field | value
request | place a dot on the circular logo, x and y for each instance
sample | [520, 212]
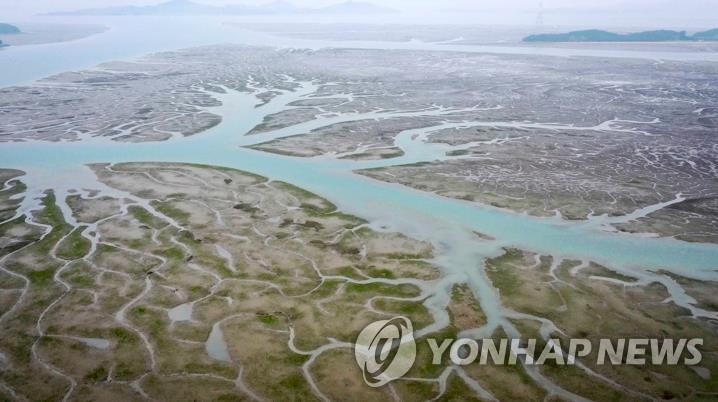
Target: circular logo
[385, 350]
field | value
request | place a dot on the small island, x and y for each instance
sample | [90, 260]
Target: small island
[8, 29]
[597, 35]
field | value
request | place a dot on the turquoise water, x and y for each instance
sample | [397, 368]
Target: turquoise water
[416, 213]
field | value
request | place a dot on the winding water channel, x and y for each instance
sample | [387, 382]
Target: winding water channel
[448, 224]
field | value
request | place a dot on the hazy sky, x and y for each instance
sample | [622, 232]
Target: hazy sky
[647, 13]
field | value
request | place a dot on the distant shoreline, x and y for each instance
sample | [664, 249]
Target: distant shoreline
[596, 35]
[45, 33]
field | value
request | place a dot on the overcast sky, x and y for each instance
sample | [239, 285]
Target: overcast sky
[646, 13]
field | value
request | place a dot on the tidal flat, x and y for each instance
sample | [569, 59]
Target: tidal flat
[479, 195]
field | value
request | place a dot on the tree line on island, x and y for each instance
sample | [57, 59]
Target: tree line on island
[597, 35]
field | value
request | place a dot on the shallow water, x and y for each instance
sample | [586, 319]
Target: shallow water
[130, 37]
[448, 224]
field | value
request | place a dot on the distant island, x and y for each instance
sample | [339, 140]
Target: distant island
[7, 29]
[187, 7]
[596, 35]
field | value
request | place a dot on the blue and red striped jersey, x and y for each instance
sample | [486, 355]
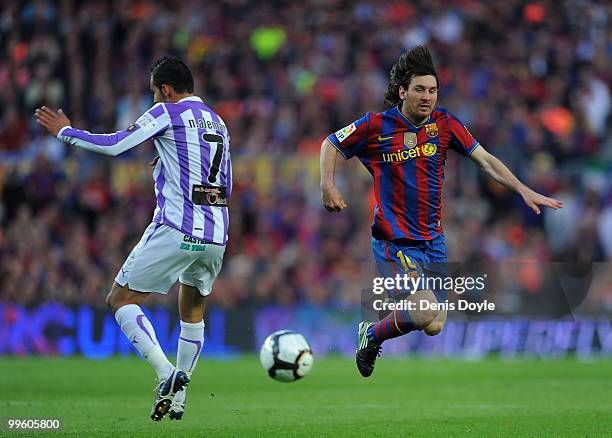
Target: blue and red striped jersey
[407, 163]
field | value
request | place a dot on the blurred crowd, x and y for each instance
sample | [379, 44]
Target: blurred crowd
[531, 80]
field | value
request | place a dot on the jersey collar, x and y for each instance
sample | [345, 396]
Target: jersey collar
[405, 119]
[190, 99]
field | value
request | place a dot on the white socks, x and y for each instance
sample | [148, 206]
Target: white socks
[139, 331]
[190, 345]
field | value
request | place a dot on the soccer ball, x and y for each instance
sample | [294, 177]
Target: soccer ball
[286, 356]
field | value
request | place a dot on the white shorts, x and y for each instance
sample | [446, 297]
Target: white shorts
[165, 255]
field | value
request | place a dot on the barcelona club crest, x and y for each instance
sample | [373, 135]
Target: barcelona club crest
[410, 139]
[431, 130]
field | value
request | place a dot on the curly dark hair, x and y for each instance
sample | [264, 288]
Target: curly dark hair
[172, 71]
[415, 62]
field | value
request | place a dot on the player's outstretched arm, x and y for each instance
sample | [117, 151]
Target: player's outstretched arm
[150, 124]
[330, 195]
[497, 170]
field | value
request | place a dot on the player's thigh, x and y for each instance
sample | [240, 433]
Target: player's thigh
[204, 268]
[155, 264]
[393, 258]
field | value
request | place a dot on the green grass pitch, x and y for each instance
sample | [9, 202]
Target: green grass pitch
[404, 397]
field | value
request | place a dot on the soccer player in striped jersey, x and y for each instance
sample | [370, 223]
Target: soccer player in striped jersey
[186, 238]
[404, 148]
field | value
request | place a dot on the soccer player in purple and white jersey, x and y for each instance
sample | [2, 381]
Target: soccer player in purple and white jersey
[187, 236]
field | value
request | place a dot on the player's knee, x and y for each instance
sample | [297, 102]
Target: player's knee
[433, 329]
[114, 299]
[111, 301]
[425, 317]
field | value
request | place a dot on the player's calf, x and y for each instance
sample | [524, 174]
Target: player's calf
[437, 325]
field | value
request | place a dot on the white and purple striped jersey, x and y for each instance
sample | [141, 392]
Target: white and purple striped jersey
[193, 176]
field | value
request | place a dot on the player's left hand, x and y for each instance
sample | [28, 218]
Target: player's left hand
[52, 121]
[534, 199]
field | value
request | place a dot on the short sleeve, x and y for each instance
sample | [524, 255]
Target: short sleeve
[462, 140]
[351, 139]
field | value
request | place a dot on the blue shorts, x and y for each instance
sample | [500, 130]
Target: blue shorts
[422, 258]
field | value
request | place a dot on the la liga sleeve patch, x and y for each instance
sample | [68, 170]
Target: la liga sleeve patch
[345, 132]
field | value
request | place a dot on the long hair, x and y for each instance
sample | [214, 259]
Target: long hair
[415, 62]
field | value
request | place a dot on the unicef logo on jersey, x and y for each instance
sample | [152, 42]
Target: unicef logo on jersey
[425, 150]
[429, 149]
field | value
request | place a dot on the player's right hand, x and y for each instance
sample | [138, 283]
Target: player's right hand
[332, 199]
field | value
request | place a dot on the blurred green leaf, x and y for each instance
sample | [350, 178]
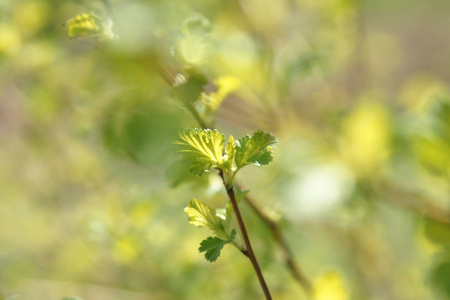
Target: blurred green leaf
[201, 215]
[189, 89]
[213, 245]
[256, 149]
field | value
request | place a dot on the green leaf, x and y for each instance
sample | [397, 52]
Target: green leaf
[213, 245]
[89, 24]
[200, 148]
[201, 215]
[256, 149]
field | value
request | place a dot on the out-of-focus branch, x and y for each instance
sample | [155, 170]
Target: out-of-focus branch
[414, 201]
[288, 257]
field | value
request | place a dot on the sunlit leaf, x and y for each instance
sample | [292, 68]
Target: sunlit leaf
[200, 148]
[256, 149]
[201, 215]
[230, 151]
[213, 245]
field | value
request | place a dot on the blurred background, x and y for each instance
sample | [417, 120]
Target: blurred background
[92, 196]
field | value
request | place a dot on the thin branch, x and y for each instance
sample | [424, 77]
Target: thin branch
[250, 254]
[414, 201]
[288, 257]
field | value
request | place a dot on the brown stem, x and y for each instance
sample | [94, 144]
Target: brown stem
[249, 252]
[287, 253]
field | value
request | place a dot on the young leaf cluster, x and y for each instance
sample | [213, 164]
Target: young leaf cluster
[203, 149]
[202, 215]
[213, 245]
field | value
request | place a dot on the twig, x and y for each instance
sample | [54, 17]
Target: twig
[251, 255]
[288, 257]
[415, 202]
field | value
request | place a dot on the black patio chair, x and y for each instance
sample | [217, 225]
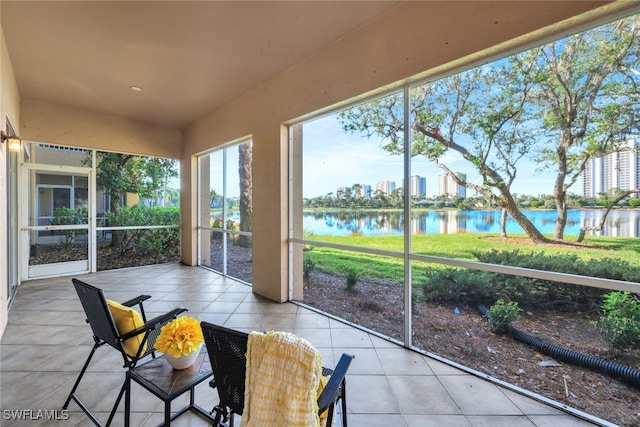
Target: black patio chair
[227, 350]
[134, 345]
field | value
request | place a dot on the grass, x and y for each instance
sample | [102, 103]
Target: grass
[458, 246]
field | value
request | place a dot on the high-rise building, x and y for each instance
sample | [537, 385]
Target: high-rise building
[448, 186]
[418, 186]
[386, 186]
[620, 169]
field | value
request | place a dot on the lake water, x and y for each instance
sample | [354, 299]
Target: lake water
[620, 222]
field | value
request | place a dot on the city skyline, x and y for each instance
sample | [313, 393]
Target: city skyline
[333, 159]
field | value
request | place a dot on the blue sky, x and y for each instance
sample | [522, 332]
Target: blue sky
[333, 158]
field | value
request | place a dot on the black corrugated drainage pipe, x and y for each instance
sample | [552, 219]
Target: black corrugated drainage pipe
[623, 373]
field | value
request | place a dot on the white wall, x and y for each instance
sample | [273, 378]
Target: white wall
[9, 108]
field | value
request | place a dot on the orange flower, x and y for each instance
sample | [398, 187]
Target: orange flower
[180, 337]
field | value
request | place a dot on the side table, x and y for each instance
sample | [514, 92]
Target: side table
[159, 377]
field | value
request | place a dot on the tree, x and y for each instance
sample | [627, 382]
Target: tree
[586, 99]
[118, 174]
[559, 105]
[157, 172]
[466, 115]
[245, 162]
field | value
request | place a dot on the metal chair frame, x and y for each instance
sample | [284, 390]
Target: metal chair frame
[227, 350]
[105, 331]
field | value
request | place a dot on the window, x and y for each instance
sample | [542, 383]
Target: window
[471, 160]
[226, 210]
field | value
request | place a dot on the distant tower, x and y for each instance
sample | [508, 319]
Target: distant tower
[418, 186]
[620, 169]
[386, 186]
[447, 185]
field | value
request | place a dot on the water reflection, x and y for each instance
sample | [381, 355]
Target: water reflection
[620, 222]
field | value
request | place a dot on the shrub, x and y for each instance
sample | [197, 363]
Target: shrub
[501, 314]
[620, 320]
[352, 275]
[462, 286]
[145, 241]
[67, 216]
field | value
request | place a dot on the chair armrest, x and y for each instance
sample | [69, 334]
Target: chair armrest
[332, 389]
[153, 323]
[136, 300]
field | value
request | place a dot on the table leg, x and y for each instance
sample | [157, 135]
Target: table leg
[127, 400]
[167, 413]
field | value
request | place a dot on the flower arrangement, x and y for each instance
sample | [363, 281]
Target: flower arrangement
[180, 337]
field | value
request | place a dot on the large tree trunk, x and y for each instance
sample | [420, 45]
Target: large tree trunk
[559, 192]
[534, 234]
[245, 153]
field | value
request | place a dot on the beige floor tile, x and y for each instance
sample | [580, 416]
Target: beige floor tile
[47, 341]
[400, 361]
[422, 395]
[366, 360]
[370, 394]
[350, 338]
[475, 396]
[436, 421]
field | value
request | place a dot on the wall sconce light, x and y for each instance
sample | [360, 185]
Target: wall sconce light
[14, 143]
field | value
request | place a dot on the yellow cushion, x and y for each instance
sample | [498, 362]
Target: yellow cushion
[127, 319]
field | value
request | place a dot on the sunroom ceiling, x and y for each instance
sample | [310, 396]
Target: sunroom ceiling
[188, 57]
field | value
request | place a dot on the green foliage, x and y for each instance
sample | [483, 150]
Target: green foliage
[352, 275]
[620, 320]
[462, 286]
[634, 203]
[163, 241]
[502, 314]
[119, 174]
[67, 216]
[307, 267]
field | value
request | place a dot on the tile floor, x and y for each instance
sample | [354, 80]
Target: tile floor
[47, 341]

STATED PROBLEM
Copy out each line above that contains the word "flower".

EXERCISE RESPONSE
request | place a dot on the orange flower, x and y for each instance
Target: orange flower
request | place a dot on the flower arrangement, x and y for each instance
Target: flower arrangement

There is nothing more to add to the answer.